- [What to work on]:
Show each line of the records that contains the word "positive".

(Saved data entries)

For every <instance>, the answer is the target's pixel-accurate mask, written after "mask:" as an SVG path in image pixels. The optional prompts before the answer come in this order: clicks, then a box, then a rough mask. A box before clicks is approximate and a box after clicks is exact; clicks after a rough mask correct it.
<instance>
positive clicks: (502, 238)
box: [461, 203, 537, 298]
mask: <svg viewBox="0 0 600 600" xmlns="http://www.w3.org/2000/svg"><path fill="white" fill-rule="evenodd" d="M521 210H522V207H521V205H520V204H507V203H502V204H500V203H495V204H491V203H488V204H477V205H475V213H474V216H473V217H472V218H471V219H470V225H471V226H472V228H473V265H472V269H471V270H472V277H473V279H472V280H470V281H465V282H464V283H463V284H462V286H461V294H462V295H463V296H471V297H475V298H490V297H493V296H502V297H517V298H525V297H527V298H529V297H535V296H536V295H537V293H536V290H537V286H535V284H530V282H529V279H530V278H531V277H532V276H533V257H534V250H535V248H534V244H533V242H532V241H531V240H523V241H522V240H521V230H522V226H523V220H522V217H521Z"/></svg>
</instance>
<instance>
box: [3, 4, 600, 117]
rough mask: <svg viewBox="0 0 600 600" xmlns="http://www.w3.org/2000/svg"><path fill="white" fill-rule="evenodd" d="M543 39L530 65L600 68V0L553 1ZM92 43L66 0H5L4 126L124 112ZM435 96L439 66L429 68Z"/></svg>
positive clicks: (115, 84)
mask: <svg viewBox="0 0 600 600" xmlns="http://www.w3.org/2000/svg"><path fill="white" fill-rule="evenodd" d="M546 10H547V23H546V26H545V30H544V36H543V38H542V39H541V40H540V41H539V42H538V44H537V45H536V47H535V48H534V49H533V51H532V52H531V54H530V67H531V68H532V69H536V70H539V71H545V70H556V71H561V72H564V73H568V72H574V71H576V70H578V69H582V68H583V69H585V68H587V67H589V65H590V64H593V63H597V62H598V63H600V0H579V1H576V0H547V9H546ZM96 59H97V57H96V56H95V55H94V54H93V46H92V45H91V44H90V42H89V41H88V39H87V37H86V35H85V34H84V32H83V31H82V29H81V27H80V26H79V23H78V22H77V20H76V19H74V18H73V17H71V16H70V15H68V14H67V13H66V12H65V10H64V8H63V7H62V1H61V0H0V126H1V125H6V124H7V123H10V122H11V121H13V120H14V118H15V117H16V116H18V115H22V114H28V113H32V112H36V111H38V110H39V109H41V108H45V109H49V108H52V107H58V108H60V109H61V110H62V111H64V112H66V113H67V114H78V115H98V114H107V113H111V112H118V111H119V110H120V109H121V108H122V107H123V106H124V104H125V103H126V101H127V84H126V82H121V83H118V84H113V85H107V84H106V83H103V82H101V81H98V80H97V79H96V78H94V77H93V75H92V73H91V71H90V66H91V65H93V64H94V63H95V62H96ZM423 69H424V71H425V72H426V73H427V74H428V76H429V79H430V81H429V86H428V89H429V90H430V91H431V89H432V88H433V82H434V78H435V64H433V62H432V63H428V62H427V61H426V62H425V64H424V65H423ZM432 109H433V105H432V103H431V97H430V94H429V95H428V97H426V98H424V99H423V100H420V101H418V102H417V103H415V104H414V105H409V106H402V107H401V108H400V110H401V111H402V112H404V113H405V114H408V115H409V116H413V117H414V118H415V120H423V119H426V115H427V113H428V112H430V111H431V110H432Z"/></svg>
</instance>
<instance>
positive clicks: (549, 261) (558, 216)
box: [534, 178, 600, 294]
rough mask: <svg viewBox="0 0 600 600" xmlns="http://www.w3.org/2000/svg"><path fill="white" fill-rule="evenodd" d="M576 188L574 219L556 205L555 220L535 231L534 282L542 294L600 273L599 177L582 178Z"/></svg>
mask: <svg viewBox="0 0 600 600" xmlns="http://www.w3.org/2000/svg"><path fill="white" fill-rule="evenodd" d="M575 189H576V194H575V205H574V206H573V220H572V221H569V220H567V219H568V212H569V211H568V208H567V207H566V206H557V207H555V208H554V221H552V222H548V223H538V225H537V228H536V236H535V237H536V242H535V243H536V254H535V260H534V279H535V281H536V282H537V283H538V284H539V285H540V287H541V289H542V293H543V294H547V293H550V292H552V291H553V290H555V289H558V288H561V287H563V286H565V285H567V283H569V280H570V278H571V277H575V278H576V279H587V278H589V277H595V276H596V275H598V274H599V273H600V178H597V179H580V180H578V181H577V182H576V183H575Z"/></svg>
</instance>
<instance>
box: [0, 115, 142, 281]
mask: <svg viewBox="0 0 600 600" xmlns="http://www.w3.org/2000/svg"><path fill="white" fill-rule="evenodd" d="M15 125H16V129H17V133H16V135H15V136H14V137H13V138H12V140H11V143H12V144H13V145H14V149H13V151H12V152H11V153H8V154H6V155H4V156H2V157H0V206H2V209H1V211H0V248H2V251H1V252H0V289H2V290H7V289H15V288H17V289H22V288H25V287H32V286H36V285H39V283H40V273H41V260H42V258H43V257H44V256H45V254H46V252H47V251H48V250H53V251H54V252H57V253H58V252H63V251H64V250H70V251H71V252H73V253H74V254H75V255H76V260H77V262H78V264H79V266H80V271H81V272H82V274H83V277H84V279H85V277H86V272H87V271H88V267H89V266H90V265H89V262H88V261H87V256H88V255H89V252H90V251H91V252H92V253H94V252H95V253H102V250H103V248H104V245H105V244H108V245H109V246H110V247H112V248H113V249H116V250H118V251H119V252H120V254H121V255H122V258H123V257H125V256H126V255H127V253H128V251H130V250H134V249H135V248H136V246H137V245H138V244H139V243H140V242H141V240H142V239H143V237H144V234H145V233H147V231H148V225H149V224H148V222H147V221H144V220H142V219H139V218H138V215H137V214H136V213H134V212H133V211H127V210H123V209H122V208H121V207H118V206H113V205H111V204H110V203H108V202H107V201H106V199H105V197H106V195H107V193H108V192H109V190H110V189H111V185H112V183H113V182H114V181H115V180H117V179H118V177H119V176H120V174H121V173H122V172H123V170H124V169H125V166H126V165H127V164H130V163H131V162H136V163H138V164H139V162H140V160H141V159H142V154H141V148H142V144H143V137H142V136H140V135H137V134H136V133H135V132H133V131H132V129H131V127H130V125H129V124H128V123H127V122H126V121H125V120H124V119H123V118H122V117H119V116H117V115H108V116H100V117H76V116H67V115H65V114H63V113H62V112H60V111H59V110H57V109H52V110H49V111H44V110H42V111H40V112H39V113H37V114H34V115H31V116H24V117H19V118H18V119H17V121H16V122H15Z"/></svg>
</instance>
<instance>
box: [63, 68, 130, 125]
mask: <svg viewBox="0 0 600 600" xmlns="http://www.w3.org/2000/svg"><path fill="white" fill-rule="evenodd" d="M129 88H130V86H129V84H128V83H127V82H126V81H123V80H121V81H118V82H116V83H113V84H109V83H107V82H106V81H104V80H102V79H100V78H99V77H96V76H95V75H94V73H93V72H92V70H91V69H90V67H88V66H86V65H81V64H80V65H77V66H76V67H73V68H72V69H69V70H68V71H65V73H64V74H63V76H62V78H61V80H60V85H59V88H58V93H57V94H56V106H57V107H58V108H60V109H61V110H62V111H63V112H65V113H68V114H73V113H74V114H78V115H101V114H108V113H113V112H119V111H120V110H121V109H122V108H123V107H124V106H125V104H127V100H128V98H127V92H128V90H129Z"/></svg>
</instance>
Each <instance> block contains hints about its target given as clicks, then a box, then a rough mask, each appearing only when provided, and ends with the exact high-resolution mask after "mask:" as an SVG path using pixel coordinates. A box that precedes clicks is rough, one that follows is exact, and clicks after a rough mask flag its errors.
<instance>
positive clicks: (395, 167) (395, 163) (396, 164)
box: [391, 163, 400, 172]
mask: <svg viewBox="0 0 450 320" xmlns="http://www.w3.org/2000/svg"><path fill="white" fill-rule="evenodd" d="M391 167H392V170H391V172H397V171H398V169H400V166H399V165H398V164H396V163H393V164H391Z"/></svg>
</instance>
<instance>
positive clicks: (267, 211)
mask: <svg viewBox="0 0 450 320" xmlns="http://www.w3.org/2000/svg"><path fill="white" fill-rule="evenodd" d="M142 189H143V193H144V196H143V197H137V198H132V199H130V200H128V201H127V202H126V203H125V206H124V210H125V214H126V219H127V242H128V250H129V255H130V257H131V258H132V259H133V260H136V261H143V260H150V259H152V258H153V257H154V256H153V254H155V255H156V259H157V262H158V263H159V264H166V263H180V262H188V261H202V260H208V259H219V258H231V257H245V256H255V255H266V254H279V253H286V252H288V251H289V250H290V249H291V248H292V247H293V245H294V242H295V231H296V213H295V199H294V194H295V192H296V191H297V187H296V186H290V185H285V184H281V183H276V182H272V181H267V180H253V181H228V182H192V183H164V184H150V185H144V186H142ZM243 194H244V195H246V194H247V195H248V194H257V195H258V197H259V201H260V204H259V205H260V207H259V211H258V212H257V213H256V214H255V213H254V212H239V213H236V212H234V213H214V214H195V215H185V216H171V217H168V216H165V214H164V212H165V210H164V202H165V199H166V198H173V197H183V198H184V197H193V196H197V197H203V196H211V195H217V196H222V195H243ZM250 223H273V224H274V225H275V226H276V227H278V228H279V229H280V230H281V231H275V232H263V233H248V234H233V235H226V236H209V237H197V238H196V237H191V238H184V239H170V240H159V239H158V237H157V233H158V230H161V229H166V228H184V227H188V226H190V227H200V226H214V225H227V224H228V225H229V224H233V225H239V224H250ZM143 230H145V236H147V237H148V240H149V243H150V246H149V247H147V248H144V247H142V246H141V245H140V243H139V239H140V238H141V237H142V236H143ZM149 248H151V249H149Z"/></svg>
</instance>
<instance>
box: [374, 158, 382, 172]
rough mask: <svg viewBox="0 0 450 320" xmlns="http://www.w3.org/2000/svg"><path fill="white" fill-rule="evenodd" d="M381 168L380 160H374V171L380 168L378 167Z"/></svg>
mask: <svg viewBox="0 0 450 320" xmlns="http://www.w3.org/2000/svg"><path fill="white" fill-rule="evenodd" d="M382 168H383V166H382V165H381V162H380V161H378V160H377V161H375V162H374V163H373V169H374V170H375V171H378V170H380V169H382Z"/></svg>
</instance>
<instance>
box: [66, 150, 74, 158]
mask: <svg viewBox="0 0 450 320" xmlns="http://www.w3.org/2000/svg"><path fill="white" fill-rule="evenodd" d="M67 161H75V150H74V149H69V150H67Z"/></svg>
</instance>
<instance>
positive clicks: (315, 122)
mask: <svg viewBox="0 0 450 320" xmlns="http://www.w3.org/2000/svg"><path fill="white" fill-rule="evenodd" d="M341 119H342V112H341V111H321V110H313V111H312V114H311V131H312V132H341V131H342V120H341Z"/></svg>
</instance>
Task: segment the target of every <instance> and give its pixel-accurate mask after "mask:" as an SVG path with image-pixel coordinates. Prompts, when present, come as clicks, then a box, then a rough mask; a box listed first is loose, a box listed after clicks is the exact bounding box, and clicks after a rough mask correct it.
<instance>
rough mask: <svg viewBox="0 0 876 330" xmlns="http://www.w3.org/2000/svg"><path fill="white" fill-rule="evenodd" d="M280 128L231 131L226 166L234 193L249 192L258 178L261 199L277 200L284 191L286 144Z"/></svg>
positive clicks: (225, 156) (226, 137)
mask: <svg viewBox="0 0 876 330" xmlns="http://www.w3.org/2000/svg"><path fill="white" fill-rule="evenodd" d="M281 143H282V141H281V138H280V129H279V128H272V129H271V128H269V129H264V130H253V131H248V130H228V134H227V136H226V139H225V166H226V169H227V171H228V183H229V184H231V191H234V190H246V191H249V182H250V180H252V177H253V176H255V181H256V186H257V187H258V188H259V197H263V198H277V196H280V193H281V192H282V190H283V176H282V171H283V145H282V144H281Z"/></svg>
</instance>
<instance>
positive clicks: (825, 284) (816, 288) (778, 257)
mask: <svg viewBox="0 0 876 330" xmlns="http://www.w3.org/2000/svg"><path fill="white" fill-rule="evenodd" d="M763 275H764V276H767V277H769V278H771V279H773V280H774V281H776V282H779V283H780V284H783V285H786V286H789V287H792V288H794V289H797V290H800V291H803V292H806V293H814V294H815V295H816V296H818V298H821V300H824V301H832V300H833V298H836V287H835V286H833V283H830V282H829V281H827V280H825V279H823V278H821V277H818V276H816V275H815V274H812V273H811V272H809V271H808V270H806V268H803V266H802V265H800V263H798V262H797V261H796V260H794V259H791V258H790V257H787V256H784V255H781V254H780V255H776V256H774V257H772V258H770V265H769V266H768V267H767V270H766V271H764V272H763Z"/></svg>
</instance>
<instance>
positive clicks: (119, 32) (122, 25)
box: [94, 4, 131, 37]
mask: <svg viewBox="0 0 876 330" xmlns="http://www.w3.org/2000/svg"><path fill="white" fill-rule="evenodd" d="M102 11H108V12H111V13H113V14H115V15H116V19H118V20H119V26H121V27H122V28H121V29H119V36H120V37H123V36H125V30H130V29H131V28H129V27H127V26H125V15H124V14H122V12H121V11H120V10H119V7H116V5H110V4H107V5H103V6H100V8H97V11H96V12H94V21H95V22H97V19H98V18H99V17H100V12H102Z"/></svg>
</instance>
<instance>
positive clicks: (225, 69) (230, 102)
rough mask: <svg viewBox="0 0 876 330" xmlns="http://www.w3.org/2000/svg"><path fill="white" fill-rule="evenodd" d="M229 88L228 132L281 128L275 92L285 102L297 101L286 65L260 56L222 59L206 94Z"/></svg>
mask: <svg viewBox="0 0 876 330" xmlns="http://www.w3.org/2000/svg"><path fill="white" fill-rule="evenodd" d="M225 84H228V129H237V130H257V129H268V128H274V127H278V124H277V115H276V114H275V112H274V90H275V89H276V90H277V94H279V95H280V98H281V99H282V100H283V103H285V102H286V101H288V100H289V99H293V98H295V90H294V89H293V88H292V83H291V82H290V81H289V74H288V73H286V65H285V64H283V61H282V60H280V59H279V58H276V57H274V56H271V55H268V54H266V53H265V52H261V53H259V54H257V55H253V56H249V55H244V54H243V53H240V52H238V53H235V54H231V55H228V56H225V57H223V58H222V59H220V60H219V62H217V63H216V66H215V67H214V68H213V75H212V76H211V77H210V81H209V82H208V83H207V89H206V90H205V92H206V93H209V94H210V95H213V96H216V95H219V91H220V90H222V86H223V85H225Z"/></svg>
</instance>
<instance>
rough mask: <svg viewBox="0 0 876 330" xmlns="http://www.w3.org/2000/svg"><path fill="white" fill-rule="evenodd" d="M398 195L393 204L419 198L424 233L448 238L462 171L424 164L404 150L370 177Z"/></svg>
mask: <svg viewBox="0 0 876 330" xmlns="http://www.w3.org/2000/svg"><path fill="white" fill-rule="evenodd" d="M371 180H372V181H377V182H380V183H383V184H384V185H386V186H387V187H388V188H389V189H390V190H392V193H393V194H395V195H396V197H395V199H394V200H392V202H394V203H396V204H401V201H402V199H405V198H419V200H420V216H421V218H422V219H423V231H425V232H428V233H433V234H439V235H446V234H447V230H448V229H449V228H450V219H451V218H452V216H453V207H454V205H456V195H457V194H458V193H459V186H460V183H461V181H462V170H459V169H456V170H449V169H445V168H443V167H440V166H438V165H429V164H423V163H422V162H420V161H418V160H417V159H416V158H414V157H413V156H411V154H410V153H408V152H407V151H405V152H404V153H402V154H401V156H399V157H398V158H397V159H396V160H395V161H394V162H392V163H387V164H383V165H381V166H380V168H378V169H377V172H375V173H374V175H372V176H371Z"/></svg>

- [Expected answer]:
positive clicks: (502, 238)
positive clicks: (115, 84)
positive clicks: (549, 261) (558, 216)
positive clicks: (395, 167) (395, 163) (396, 164)
positive clicks: (267, 211)
positive clicks: (315, 122)
positive clicks: (225, 156) (226, 137)
positive clicks: (825, 284) (816, 288) (778, 257)
positive clicks: (119, 32) (122, 25)
positive clicks: (225, 69) (230, 102)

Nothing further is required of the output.